SOURCE DATA:
====================
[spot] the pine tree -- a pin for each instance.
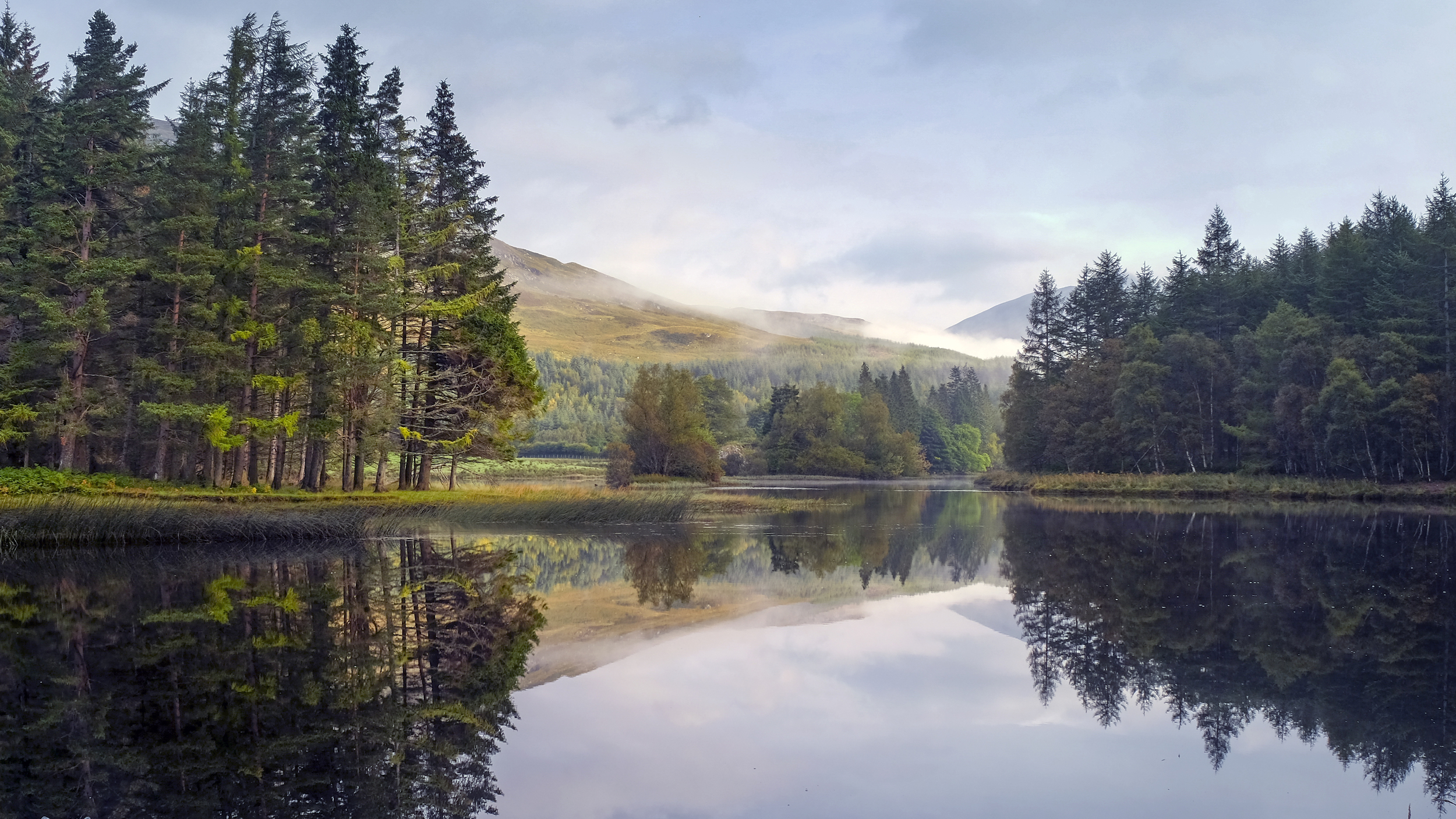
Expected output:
====================
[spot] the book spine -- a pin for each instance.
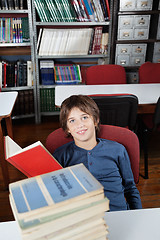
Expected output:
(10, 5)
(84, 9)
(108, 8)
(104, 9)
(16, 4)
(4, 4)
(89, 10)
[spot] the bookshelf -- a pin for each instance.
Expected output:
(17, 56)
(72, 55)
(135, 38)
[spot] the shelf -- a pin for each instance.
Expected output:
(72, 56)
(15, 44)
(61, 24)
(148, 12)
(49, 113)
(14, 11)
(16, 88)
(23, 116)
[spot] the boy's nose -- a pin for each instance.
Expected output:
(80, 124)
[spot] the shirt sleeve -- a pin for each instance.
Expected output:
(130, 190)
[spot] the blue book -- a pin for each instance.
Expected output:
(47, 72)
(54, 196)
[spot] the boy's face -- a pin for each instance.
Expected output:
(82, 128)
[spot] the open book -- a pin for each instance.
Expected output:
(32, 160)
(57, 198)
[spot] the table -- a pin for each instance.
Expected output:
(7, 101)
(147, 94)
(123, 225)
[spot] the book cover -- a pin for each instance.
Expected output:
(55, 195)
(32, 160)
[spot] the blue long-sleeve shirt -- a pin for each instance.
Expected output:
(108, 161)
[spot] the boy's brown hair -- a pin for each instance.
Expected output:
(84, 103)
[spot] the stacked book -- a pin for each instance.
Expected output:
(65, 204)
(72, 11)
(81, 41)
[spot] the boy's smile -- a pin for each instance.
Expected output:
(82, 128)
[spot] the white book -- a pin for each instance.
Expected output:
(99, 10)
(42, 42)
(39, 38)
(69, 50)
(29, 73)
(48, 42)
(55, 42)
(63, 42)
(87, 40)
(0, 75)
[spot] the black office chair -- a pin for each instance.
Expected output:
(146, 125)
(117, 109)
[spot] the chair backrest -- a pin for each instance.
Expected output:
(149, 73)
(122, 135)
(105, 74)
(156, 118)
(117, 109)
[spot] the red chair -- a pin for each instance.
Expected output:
====================
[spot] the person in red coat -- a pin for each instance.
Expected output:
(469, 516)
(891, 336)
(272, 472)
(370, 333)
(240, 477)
====================
TASK REQUIREMENTS: Return each line from the entries above that includes "chair".

ANSWER SPACE:
[spot] the black office chair -- a pin for each instance.
[spot] the chair backrest -- a pin for each instance.
[spot] the red chair -- a pin for each instance.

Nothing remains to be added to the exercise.